[Lesetext]:
Symbolträchtiges Kult(ur)gebäck mit Geschichte
Er symbolisiert Weihnachten wie kein anderes Gebäck: der Stollen. Längst ist er weit über die Landesgrenzen hinaus bekannt und beliebt. Und auch wenn keine andere deutsche Stadt so sehr mit ihm verbandelt ist wie Dresden, steht er jetzt auch in den Backstuben im Westen der Republik wieder auf dem Tagesprogramm. Genauso wie im Norden und im Süden. So finden mittlerweile auch alljährlich von Sachsen bis an die belgische Grenze und von Hamburg bis München Stollenprüfungen statt. Klingt nach strengem Verfahren, ist aber vielmehr eine unterhaltsame Veranstaltung. Bei der Fachkundige (meist Mitglieder der Bäcker-Innungen) unter den Augen interessierter Zuschauer (die anschließend nicht selten selbst in den Probiergenuss der "Prüflinge" kommen) sowohl die äußeren als auch inneren Werte der (freiwillig) eingereichten Stollen eingehend begutachten. Dass die bestimmten Mindestanforderungen entsprechen, versteht sich dabei von selbst. Festgeschrieben sind diese Kriterien für Zutaten und Mengenverhältnisse in den "Leitsätzen für Feine Backwaren" im Deutschen Lebensmittelbuch; inklusive ganz spezifischer Angaben für Butterstollen, Mandelstollen, Marzipan-/Persipanstollen, Mohnstollen, Nussstollen und Quarkstollen.

[Auszug aus Daten]:
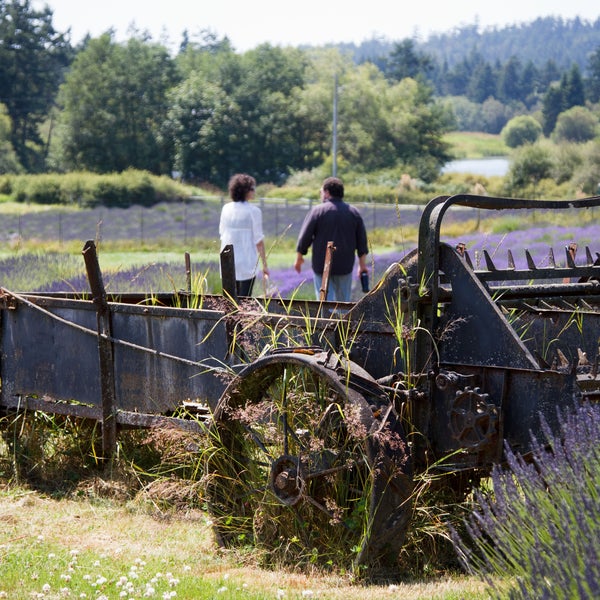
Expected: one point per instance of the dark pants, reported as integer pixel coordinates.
(244, 288)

[Ziel der Übung]: Schreiben Sie den Lesetext über den Stollen vollständig und wortgetreu ab.

[Lösung der Aufgabe]:
Symbolträchtiges Kult(ur)gebäck mit Geschichte
Er symbolisiert Weihnachten wie kein anderes Gebäck: der Stollen. Längst ist er weit über die Landesgrenzen hinaus bekannt und beliebt. Und auch wenn keine andere deutsche Stadt so sehr mit ihm verbandelt ist wie Dresden, steht er jetzt auch in den Backstuben im Westen der Republik wieder auf dem Tagesprogramm. Genauso wie im Norden und im Süden. So finden mittlerweile auch alljährlich von Sachsen bis an die belgische Grenze und von Hamburg bis München Stollenprüfungen statt. Klingt nach strengem Verfahren, ist aber vielmehr eine unterhaltsame Veranstaltung. Bei der Fachkundige (meist Mitglieder der Bäcker-Innungen) unter den Augen interessierter Zuschauer (die anschließend nicht selten selbst in den Probiergenuss der "Prüflinge" kommen) sowohl die äußeren als auch inneren Werte der (freiwillig) eingereichten Stollen eingehend begutachten. Dass die bestimmten Mindestanforderungen entsprechen, versteht sich dabei von selbst. Festgeschrieben sind diese Kriterien für Zutaten und Mengenverhältnisse in den "Leitsätzen für Feine Backwaren" im Deutschen Lebensmittelbuch; inklusive ganz spezifischer Angaben für Butterstollen, Mandelstollen, Marzipan-/Persipanstollen, Mohnstollen, Nussstollen und Quarkstollen.